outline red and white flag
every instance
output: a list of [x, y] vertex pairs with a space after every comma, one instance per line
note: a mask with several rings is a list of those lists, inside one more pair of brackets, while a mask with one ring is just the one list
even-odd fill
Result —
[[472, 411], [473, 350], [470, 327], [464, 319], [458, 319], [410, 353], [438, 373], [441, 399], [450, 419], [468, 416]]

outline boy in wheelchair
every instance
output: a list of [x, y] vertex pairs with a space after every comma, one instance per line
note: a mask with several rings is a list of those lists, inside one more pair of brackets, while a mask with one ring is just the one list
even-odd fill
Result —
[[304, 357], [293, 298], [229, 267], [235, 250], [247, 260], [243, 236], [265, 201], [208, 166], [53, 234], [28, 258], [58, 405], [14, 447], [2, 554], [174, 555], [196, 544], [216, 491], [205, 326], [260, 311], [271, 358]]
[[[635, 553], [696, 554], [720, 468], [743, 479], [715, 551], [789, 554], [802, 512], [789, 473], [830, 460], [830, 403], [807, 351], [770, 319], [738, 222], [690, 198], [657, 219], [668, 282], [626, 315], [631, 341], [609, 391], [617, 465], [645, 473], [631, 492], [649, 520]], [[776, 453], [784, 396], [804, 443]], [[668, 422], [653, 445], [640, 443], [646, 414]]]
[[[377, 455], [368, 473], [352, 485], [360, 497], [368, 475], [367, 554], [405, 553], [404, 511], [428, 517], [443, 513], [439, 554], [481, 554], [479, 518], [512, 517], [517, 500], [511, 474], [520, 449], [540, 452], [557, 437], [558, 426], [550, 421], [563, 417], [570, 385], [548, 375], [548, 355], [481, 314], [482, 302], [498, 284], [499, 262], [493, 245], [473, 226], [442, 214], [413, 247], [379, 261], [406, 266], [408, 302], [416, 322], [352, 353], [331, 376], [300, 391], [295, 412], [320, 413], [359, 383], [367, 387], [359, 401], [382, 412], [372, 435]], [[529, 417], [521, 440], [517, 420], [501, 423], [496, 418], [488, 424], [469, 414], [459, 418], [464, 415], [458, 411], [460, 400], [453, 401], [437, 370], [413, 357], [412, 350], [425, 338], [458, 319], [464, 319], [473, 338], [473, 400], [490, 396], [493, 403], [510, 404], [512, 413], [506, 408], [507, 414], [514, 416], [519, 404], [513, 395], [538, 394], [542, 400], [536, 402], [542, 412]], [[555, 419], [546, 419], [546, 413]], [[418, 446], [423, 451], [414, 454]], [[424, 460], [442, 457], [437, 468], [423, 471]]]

━━━━━━━━━━━━━━━━━━━━━━━━━━━━━━

# Written exercise
Reproduce everything from the line containing "outline boy in wheelchair" down to the end of the material, keeping the requests as they are, but increase every vertex coordinate in the outline results by 73.

# Problem solution
outline boy in wheelchair
every instance
output: a list of [x, y] vertex pairs with a space after every comma, one instance per line
note: a mask with several rings is a list of those lists, inside one more pair of brackets, while a mask with one ring is just the one list
even-odd fill
Result —
[[377, 430], [366, 371], [302, 340], [308, 323], [320, 333], [316, 309], [338, 274], [281, 239], [126, 307], [101, 331], [131, 478], [87, 520], [75, 627], [247, 628], [269, 617], [289, 564], [278, 399], [333, 384], [344, 431]]
[[[708, 626], [769, 627], [793, 541], [816, 552], [788, 624], [862, 627], [875, 585], [862, 546], [903, 533], [903, 476], [880, 424], [843, 392], [811, 295], [763, 271], [730, 292], [741, 355], [699, 388], [704, 414], [682, 464], [690, 538], [718, 546], [704, 565], [722, 593]], [[849, 526], [857, 469], [877, 516]], [[741, 495], [726, 518], [713, 516], [719, 487]]]
[[[450, 528], [441, 546], [425, 558], [433, 570], [441, 548], [440, 627], [478, 626], [477, 584], [501, 590], [516, 586], [512, 627], [554, 627], [552, 591], [585, 590], [590, 573], [584, 547], [593, 522], [613, 525], [630, 510], [631, 499], [623, 494], [636, 490], [643, 458], [621, 448], [621, 428], [554, 387], [555, 375], [571, 357], [572, 335], [566, 318], [546, 299], [515, 287], [486, 320], [452, 334], [479, 339], [481, 375], [489, 395], [425, 426], [404, 449], [373, 464], [368, 485], [393, 486], [432, 456], [440, 460], [432, 474], [455, 485], [445, 508]], [[602, 490], [594, 513], [590, 493], [574, 496], [569, 491], [561, 497], [542, 487], [532, 491], [537, 488], [531, 484], [533, 473], [526, 474], [510, 443], [486, 430], [485, 423], [498, 411], [531, 392], [537, 392], [546, 411], [546, 473], [563, 469], [566, 476], [583, 477], [585, 486], [579, 481], [580, 487], [587, 489], [592, 477], [586, 468], [611, 467], [615, 473], [609, 475], [615, 485]], [[628, 492], [619, 492], [619, 486]], [[491, 519], [496, 524], [487, 527]], [[497, 533], [515, 530], [510, 541], [496, 544]]]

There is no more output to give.